There's none. the number of primes smaller than n is équivalent to n/ln(n) when n goes to infinity (thanks to Hadamard and Vallee Poussin theorem). If there was a upper bound for two successive primes, it wouldn't be the case.

## Re:What is the greatest lower bound? (5, Informative)

## ShanghaiBill (739463) | about 5 months ago | (#45472977)

Does anyone happen to know what the greatest known lower bound is? (i.e. the largest known difference of two successive primes?)

There is none.

Proof: Select an arbitrarily large number N. The numbers between (N! + 2) and (N! + N) are all composite ((N! +2) is divisible by 2, (N! + 3) is divisible by 3, ..., and (N! + N) is divisible by N). Since you can find an arbitrarily large span of composite numbers, there is no upper bound on the gaps between primes.

QED.

## Re:What is the greatest lower bound? (-1, Redundant)

## Dthief (1700318) | about 5 months ago | (#45473021)

## Re:What is the greatest lower bound? (2, Funny)

## Anonymous Coward | about 5 months ago | (#45473259)

I call BS. That gap is only N-2.

## Re:What is the greatest lower bound? (1)

## SleazyRidr (1563649) | about 5 months ago | (#45473275)

It's people like you who make me want to learn more about maths. I felt like there could be an arbitrarily large gap between primes, but I had no idea how to express it. What you wrote, in addition that there are infinitely many primes proves the point perfectly.

## Re:primes separated by one (1)

## bill_mcgonigle (4333) | about 5 months ago | (#45472795)

# Entries provided:
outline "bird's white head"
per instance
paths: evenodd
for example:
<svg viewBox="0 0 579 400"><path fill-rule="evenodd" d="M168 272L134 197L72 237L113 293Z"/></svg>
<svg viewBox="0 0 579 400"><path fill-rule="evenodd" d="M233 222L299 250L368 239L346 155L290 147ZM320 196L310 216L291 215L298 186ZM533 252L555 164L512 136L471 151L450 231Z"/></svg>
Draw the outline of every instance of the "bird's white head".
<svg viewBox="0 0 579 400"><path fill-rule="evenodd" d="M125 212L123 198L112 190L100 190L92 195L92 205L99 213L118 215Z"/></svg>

# Instructions:
1) List every poster name that appears in the header lines of the forum thread on prime gaps.
2) Carry on the forum thread on prime gaps from the point where it stops.

# Results in order:
1) ShanghaiBill, Dthief, Anonymous Coward, SleazyRidr, bill_mcgonigle

2)
A "misses the concept of infinity" patch to sew on your uniform.

But we all know the final lower bound will be 42 anyway.

## Re:Yawn. (1)

## beelsebob (529313) | about 5 months ago | (#45472159)

Okay... Found them. 2 and 3.

## Re:Yawn. (1)

## somersault (912633) | about 5 months ago | (#45472181)

{2, 3}

## Re:Yawn. (-1)

## Anonymous Coward | about 5 months ago | (#45472187)

Call me when you find a set of primes separated by one.

{2, 3}

## Re:Yawn. (0)

## ChristW (18232) | about 5 months ago | (#45472201)

2, 3

Thank you, I'll be here all week...

## Re:Yawn. (-1)

## Anonymous Coward | about 5 months ago | (#45472207)

2 and 3.

Yeah! Fields Medal coming my way!

## Re:Yawn. (0)

## magic maverick (2615475) | about 5 months ago | (#45472221)

I've found a set of primes separated by one.

{2,3}

Do I get a Fields Medal for that?

Also, mathematics is awesome. Even if I can't understand it.

## Re:Yawn. (0)

## Anonymous Coward | about 5 months ago | (#45472239)

2 and 3?

## Re:Yawn. (4, Funny)

## Anonymous Coward | about 5 months ago | (#45472263)

I can do better: I can prove that there are infinitely many pairs of prime numbers p and q separated by

zero!Here are the first few such pairs:

(2,2)

(3,3)

(5,5)

(7,7)

## Factoring Primes (1, Interesting)

## ebno-10db (1459097) | about 5 months ago | (#45472123)

Will they ever learn to factor prime numbers though? I understand it's difficult, but solving it would save a lot of embarrassment when people misstate the problem.

## Re:Factoring Primes (1)

## mrego (912393) | about 5 months ago | (#45472219)

## Re:Factoring Primes (1)

## ebno-10db (1459097) | about 5 months ago | (#45472863)

we'll be rich, evil, mad geniuses with unlimited power. Mhhhahahahaha

Sounds good, as long as we don't actually achieve it. The joy of being an evil genius is in striving, not succeeding.

## Re:Factoring Primes (0)

## Anonymous Coward | about 5 months ago | (#45472267)

> Will they ever learn to factor prime numbers though?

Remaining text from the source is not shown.